• THE EXERCISE: Repeat the listing in full, exactly as it stands.

• PROVIDED RECORDS:
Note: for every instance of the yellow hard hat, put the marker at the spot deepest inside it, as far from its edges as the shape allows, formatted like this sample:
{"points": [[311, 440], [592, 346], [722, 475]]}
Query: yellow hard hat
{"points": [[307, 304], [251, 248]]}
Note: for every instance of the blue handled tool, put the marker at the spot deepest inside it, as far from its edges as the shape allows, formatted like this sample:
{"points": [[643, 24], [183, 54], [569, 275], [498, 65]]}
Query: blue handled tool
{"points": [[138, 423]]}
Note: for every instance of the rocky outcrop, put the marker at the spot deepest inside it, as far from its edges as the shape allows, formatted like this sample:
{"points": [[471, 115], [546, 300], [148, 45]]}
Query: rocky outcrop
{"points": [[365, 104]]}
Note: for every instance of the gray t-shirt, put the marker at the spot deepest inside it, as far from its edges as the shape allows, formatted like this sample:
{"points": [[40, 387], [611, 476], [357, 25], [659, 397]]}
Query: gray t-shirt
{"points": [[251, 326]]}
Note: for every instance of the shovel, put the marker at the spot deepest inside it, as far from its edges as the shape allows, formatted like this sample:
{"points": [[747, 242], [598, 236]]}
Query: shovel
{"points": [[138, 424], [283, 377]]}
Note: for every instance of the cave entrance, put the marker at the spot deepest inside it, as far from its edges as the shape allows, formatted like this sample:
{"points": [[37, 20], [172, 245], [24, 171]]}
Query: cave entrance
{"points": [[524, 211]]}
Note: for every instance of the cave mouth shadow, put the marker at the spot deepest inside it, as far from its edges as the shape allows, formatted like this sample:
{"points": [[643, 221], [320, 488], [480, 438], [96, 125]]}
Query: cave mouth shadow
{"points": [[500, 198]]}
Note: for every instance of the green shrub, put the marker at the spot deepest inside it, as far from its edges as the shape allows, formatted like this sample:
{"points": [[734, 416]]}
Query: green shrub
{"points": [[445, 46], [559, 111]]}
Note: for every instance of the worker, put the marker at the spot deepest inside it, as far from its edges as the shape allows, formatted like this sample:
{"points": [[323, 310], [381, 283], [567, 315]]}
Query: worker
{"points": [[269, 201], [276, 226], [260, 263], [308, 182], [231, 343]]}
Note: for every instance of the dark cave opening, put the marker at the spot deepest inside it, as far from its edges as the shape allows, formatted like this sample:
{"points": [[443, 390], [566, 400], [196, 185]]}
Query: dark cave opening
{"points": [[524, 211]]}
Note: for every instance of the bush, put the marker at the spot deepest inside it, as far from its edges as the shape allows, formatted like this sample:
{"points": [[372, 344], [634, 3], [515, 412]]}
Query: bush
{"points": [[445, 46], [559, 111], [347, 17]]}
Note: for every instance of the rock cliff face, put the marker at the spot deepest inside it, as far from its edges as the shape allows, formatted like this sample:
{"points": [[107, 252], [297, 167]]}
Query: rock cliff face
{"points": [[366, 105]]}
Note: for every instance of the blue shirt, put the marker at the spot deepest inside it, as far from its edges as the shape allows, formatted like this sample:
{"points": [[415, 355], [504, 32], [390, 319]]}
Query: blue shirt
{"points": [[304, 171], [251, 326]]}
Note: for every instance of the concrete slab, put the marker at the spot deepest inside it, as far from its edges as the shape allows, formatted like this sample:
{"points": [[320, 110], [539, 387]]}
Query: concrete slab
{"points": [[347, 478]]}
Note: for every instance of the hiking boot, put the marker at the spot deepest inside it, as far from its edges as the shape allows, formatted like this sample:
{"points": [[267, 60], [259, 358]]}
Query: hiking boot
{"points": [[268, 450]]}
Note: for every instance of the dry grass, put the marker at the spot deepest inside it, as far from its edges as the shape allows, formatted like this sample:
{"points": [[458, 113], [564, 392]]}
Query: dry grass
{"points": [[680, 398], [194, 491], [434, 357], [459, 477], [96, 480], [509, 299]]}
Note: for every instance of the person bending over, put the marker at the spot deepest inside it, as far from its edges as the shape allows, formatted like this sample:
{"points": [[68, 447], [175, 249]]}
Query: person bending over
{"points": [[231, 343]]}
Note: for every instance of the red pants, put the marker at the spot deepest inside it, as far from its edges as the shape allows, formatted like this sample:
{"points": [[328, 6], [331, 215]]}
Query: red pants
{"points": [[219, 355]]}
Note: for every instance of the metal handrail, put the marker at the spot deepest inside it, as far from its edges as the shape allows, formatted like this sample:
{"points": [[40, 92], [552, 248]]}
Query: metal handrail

• TASK OUTPUT:
Note: for every instance of the yellow hard hat, put the marker at the spot deepest inside it, as far from its edges as the shape allows, formatted like this sample:
{"points": [[311, 440], [592, 346], [722, 475]]}
Query: yellow hard hat
{"points": [[307, 304], [251, 248]]}
Note: for every instance of the blue handled tool, put the marker at the spot deepest inside it, as far from its edges as the shape allows, formatted like this sample:
{"points": [[643, 24], [183, 54], [569, 275], [498, 65]]}
Query: blue handled tool
{"points": [[138, 423]]}
Note: for every instance of the rocky outcrop, put the marker at the spot deepest inside it, as far from its edges as the shape allows, formatted like this sample:
{"points": [[471, 115], [546, 300], [148, 45]]}
Query: rocky outcrop
{"points": [[365, 104]]}
Note: for every instance of the gray t-shirt, put the marker at the spot deepest inside it, as far from its edges as the shape allows, formatted like this sample:
{"points": [[40, 387], [611, 476], [357, 25], [659, 397]]}
Query: gray t-shirt
{"points": [[251, 326]]}
Note: for every instance of the shovel, put the marker at the spot deepest inside it, as far from its edges as the shape allows, formatted like this sample:
{"points": [[747, 242], [598, 236]]}
Query: shovel
{"points": [[138, 424], [283, 377]]}
Note: for every instance of the cave entrance, put the marker at the spot deepest inside it, as far from its edges as the shape allows, formatted like this sample:
{"points": [[37, 20], [172, 245], [24, 171]]}
Query: cave entrance
{"points": [[524, 211]]}
Note: for every instance of the cave mouth shadow, put the marker at the spot deepest inside it, as far from its edges as the shape allows, formatted like this sample:
{"points": [[643, 221], [320, 488], [480, 438], [96, 125]]}
Query: cave mouth shadow
{"points": [[500, 198]]}
Note: for every instance of the green shrub, put the marker at the spot deepest inside it, as far from its edges as the shape allows, formatted like this sample:
{"points": [[734, 416]]}
Query: green shrub
{"points": [[445, 46], [559, 111]]}
Note: for every instance of the worker, put the marker at the spot deepest inside it, as far from its edges as the shape allows, formatted like this sample:
{"points": [[323, 310], [381, 283], [567, 315]]}
Query: worker
{"points": [[269, 201], [276, 226], [260, 263], [308, 182], [231, 343]]}
Note: for every instance of the dark cave opening, put the marker at the spot deepest inside it, as far from its edges as the shape allows, formatted like this sample:
{"points": [[443, 390], [566, 400], [196, 185]]}
Query: dark cave opening
{"points": [[524, 211]]}
Note: for every instance of the bush, put the marker at the spot deepest inside it, as far from its edges as the shape allows, formatted like this sample:
{"points": [[372, 344], [634, 3], [515, 412]]}
Query: bush
{"points": [[445, 46], [559, 111], [347, 17]]}
Note: for every instance of the rock cliff face, put the marker at the spot deepest inside it, as far from its edges as the shape allows, formatted like this sample:
{"points": [[107, 252], [297, 167]]}
Query: rock cliff face
{"points": [[366, 105]]}
Note: for every instance of the blue shirt, put the marker at the spot deepest inside it, as far from its edges as the shape allows, formatted like this sample:
{"points": [[415, 355], [504, 32], [390, 319]]}
Query: blue shirt
{"points": [[304, 171], [251, 326]]}
Note: for every instance of the concrete slab, put the marker at the spot deepest inside it, as far from its edges as the shape allows, formatted like this sample:
{"points": [[320, 110], [539, 387]]}
Query: concrete slab
{"points": [[347, 478]]}
Note: for every instance of the hiking boot, put the marker at the spot deepest inside it, as far from its edges as the shape allows, formatted like this sample:
{"points": [[267, 60], [259, 358]]}
Query: hiking boot
{"points": [[268, 450]]}
Note: for every instance of the dry grass, put the marker at the spot deepest inside it, as far from its edges as the shape allows, formatted like this sample:
{"points": [[458, 113], [564, 392]]}
Query: dry grass
{"points": [[680, 398], [194, 491], [434, 357], [459, 477], [96, 480], [509, 299]]}
Note: for every instance of the person bending over, put the marker at the spot deepest inside it, as far from its edges as the shape allows, formatted like this sample:
{"points": [[68, 447], [175, 249]]}
Query: person bending over
{"points": [[231, 343]]}
Note: for every instance of the red pants, put the marker at the spot deepest inside it, as far from its edges as the shape allows, formatted like this sample:
{"points": [[328, 6], [331, 215]]}
Query: red pants
{"points": [[219, 355]]}
Note: for every instance of the metal handrail, put the marker at the spot deepest inside it, as far from its edges as the shape allows, formatted like this sample:
{"points": [[40, 92], [552, 248]]}
Query: metal handrail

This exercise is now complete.